START RECORDS FOR THE TASK
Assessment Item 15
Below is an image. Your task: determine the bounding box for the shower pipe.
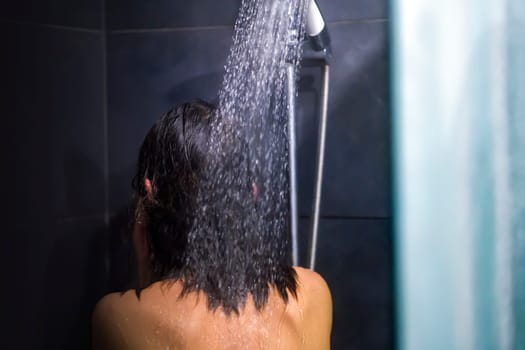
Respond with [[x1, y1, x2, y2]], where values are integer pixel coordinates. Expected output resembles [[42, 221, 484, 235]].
[[308, 62, 329, 271], [288, 64, 300, 266], [289, 0, 331, 269]]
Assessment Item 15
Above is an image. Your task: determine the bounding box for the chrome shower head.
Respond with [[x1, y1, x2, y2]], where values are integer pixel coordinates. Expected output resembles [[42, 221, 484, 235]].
[[306, 0, 331, 55]]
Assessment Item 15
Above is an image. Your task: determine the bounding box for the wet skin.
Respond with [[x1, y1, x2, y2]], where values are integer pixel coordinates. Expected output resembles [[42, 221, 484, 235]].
[[92, 266, 332, 350]]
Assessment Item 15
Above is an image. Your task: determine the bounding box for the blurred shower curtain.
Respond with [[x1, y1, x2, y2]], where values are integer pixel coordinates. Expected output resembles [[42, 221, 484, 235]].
[[391, 0, 525, 349]]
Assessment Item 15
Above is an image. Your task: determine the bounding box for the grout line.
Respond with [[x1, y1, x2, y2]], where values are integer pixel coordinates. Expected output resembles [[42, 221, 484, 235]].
[[101, 19, 388, 35], [58, 214, 106, 222], [0, 16, 387, 35], [0, 18, 103, 34], [101, 0, 112, 288], [101, 0, 110, 228], [298, 215, 390, 220], [327, 18, 389, 25], [106, 18, 388, 35], [108, 24, 233, 34]]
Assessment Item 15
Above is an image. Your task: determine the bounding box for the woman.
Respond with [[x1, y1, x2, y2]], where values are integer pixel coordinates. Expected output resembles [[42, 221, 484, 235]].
[[92, 100, 332, 349]]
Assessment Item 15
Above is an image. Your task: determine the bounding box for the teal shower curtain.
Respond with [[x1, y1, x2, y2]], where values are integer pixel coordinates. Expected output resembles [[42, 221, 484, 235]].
[[391, 1, 525, 349]]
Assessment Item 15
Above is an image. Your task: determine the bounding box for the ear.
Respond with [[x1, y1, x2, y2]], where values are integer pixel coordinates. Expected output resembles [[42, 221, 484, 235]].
[[144, 178, 153, 201], [252, 182, 258, 201]]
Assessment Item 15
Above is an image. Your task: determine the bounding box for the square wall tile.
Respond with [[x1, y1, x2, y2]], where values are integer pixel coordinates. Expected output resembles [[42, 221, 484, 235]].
[[299, 218, 393, 350], [2, 23, 106, 221], [41, 217, 108, 349], [3, 0, 103, 29], [107, 0, 241, 30], [296, 21, 391, 218], [2, 216, 107, 349], [107, 28, 233, 211], [319, 0, 388, 22]]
END RECORDS FOR THE TASK
> **REQUIREMENT**
The output is the records exactly as they read, with no pictures in it.

> **EXERCISE RESPONSE**
Assessment Item 15
Below is an image. Your task: determine the bounding box for the shower pipe.
Respond with [[x1, y1, x2, y2]], where values are integer pixel coordinates. Expected output resembles [[42, 221, 484, 235]].
[[308, 62, 329, 271], [288, 64, 300, 266], [289, 0, 331, 269]]
Assessment Item 15
Above is an image. Your task: determine the bounding box for the chrome shower head.
Respond with [[x1, y1, x2, y2]], where values are integer pixel coordinates. Expected output resembles [[42, 221, 484, 235]].
[[306, 0, 331, 55]]
Assessment Item 15
Above is an image. Your task: determine the bounding box for the wet skin.
Respond with [[x1, y1, x2, y2]], where values are integer pixel coordinates. Expected output resembles [[42, 221, 484, 235]].
[[92, 266, 332, 350]]
Assessment Item 15
Above is an image. Your task: determine the bounding box for the blurred shower curtain.
Respond with [[x1, y1, x2, y2]], where values are integer pixel coordinates. Expected output resembles [[42, 221, 484, 235]].
[[391, 0, 525, 349]]
Assessment Item 15
Above is an image. Your task: determine the bounding box for the grout line.
Respond with [[x1, y1, x2, y2]], where values are integer pixel coordinates. Expected output resembles [[42, 221, 484, 235]].
[[101, 19, 388, 35], [58, 214, 106, 222], [0, 16, 387, 35], [0, 18, 103, 34], [101, 0, 112, 288], [101, 0, 110, 228], [298, 215, 390, 220], [327, 18, 389, 25], [106, 18, 388, 35], [108, 24, 233, 34]]
Assessment Item 15
Above is an image. Your task: determine the bounding box for the woman.
Respond with [[x1, y1, x2, y2]], where values are integer pixel coordinates. Expected output resembles [[42, 221, 484, 235]].
[[92, 100, 332, 349]]
Assessment Item 15
Above is an image. Your task: determine the bounding box for the teal shower curtain.
Respond with [[x1, y1, x2, y2]], where values are integer pixel coordinates. Expected output resembles [[42, 221, 484, 235]].
[[391, 1, 525, 349]]
Assessment Item 15
Above is an image. Your task: determine the bounding box for the ear.
Respond with [[x1, y1, x2, y2]], where values are integer pixel coordinates. Expected output resembles [[42, 221, 484, 235]].
[[144, 178, 153, 201], [252, 182, 258, 201]]
Assessment Item 15
Above is an image. Your task: determine the bounding box for the square wall tile.
Respond with [[x1, y1, x2, y2]], where values are integer pixel coordinates. Expected output resembles [[42, 221, 484, 235]].
[[299, 218, 393, 350], [2, 23, 106, 221], [41, 217, 108, 349], [3, 0, 103, 29], [107, 0, 241, 30], [296, 21, 391, 218], [2, 216, 107, 349], [107, 28, 233, 211], [319, 0, 388, 22]]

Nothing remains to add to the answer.